- **Task to complete**: An exact copy of every entry is required, minus the pictures.

-- Opening Marker --

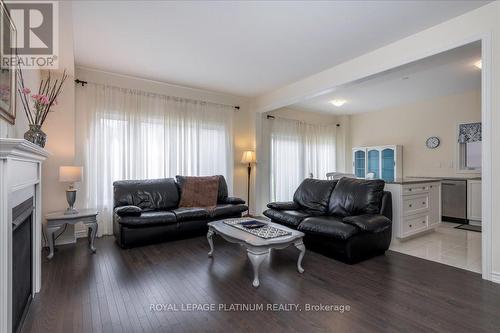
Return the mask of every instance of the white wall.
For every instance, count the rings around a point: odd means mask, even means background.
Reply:
[[[59,166],[73,165],[75,158],[75,64],[73,54],[71,2],[59,3],[59,70],[51,75],[61,76],[66,70],[69,77],[58,97],[58,105],[47,116],[43,131],[47,134],[47,149],[51,156],[42,167],[43,183],[43,214],[64,210],[66,187],[68,184],[59,182]],[[68,226],[66,232],[58,238],[59,243],[73,242],[74,226]]]
[[[270,112],[266,115],[282,117],[287,119],[294,119],[302,121],[309,124],[333,124],[337,121],[337,116],[326,113],[303,111],[299,109],[291,108],[279,108]]]
[[[67,206],[65,187],[58,181],[58,167],[61,164],[72,164],[74,158],[74,56],[71,22],[71,3],[59,4],[59,63],[61,71],[66,68],[70,77],[63,86],[62,94],[58,98],[59,105],[47,116],[42,130],[47,134],[47,149],[51,155],[44,162],[42,168],[42,214],[64,209]],[[54,71],[53,75],[60,75]],[[46,77],[47,72],[38,69],[25,69],[23,76],[25,86],[31,90],[38,90],[40,80]],[[22,138],[28,130],[28,120],[24,114],[21,101],[17,96],[17,118],[14,126],[0,120],[0,137]],[[73,239],[72,227],[68,227],[65,235],[59,240],[63,242]]]
[[[500,201],[500,174],[492,172],[488,179],[486,170],[500,170],[500,2],[495,1],[486,6],[438,24],[434,27],[403,38],[382,48],[351,59],[338,66],[322,71],[293,84],[284,86],[268,94],[259,96],[253,101],[257,112],[267,112],[286,105],[291,105],[319,94],[335,90],[336,88],[362,79],[367,76],[405,65],[409,62],[428,57],[454,47],[485,38],[489,48],[483,47],[483,54],[490,56],[491,63],[491,91],[483,86],[485,110],[491,107],[491,119],[484,121],[483,130],[491,132],[491,165],[483,165],[483,179],[485,183],[491,180],[491,195],[486,193],[488,186],[483,186],[483,204],[488,199],[492,203]],[[483,64],[483,68],[488,64]],[[483,72],[484,73],[484,72]],[[483,79],[483,83],[485,83]],[[485,128],[486,125],[486,128]],[[487,126],[491,126],[491,131]],[[487,133],[485,133],[487,134]],[[483,142],[483,146],[486,146]],[[259,148],[259,147],[258,147]],[[485,147],[488,148],[488,147]],[[258,184],[258,187],[261,186]],[[491,261],[483,262],[483,277],[494,279],[500,283],[500,206],[491,205],[491,210],[483,211],[483,216],[491,215],[491,233],[483,233],[484,241],[491,242],[491,253],[483,253],[484,258],[491,254]],[[484,206],[486,207],[486,206]],[[491,269],[490,269],[491,268]],[[493,274],[489,274],[488,271]]]
[[[351,116],[352,147],[403,145],[405,177],[479,176],[456,168],[457,124],[481,121],[481,92],[469,91]],[[441,144],[428,149],[437,136]]]
[[[23,70],[24,84],[26,87],[38,89],[42,72],[38,69]],[[23,105],[19,94],[16,94],[16,121],[11,125],[0,117],[0,138],[22,138],[28,130],[28,118],[24,114]]]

-- Closing Marker --

- **Problem solution**:
Return the mask of every instance of the white wall.
For every instance, count the rings around a point: odd means mask, even means background.
Reply:
[[[59,166],[73,165],[75,158],[75,64],[73,54],[71,2],[59,3],[59,70],[51,75],[61,76],[66,70],[69,77],[58,97],[58,105],[47,116],[43,131],[47,134],[47,149],[51,156],[42,167],[43,183],[43,214],[64,210],[66,187],[68,184],[59,182]],[[68,226],[66,232],[58,238],[59,243],[73,242],[74,226]]]
[[[270,112],[266,115],[282,117],[287,119],[294,119],[302,121],[309,124],[333,124],[337,121],[337,116],[326,113],[303,111],[299,109],[291,108],[279,108]]]
[[[67,206],[65,187],[58,181],[58,167],[61,164],[72,164],[74,158],[74,56],[71,22],[71,3],[59,4],[59,63],[61,71],[66,68],[70,77],[63,86],[62,94],[58,98],[59,105],[47,116],[42,130],[47,134],[47,149],[51,155],[44,162],[42,168],[42,214],[64,209]],[[54,71],[53,75],[60,75]],[[46,77],[47,72],[38,69],[25,69],[23,76],[25,86],[31,90],[38,90],[40,80]],[[22,138],[28,130],[28,120],[24,114],[21,101],[17,96],[17,118],[14,126],[0,120],[0,137]],[[73,239],[72,227],[68,227],[65,235],[59,240],[63,242]]]
[[[500,201],[500,174],[492,172],[488,179],[486,170],[500,170],[500,2],[495,1],[486,6],[438,24],[434,27],[403,38],[382,48],[351,59],[338,66],[322,71],[293,84],[284,86],[268,94],[259,96],[253,101],[257,112],[267,112],[286,105],[291,105],[319,94],[335,90],[336,88],[362,79],[367,76],[405,65],[409,62],[428,57],[454,47],[485,38],[489,48],[483,47],[483,54],[490,56],[491,63],[491,91],[483,86],[485,110],[491,107],[491,119],[484,121],[483,130],[491,132],[491,165],[483,165],[483,179],[485,183],[491,180],[491,195],[486,193],[488,186],[483,186],[483,204],[488,199],[492,203]],[[483,64],[483,68],[488,64]],[[483,72],[484,73],[484,72]],[[483,79],[483,83],[485,83]],[[485,128],[486,125],[486,128]],[[487,126],[491,126],[491,131]],[[487,133],[485,133],[487,134]],[[483,142],[483,146],[486,146]],[[259,148],[259,147],[258,147]],[[485,147],[488,148],[488,147]],[[258,184],[258,187],[261,186]],[[491,261],[483,262],[483,277],[494,279],[500,283],[500,206],[491,205],[491,210],[483,211],[483,216],[491,215],[491,233],[483,233],[484,241],[491,242],[491,253],[483,253],[484,258],[491,254]],[[484,206],[486,207],[486,206]],[[491,269],[490,269],[491,268]],[[493,274],[489,274],[488,271]]]
[[[351,116],[352,147],[403,145],[405,177],[479,176],[456,168],[457,124],[481,121],[481,92],[469,91]],[[441,144],[428,149],[437,136]]]
[[[23,70],[24,84],[26,87],[38,89],[42,72],[38,69]],[[23,105],[19,94],[16,94],[16,121],[11,125],[0,117],[0,138],[22,138],[28,130],[28,118],[24,114]]]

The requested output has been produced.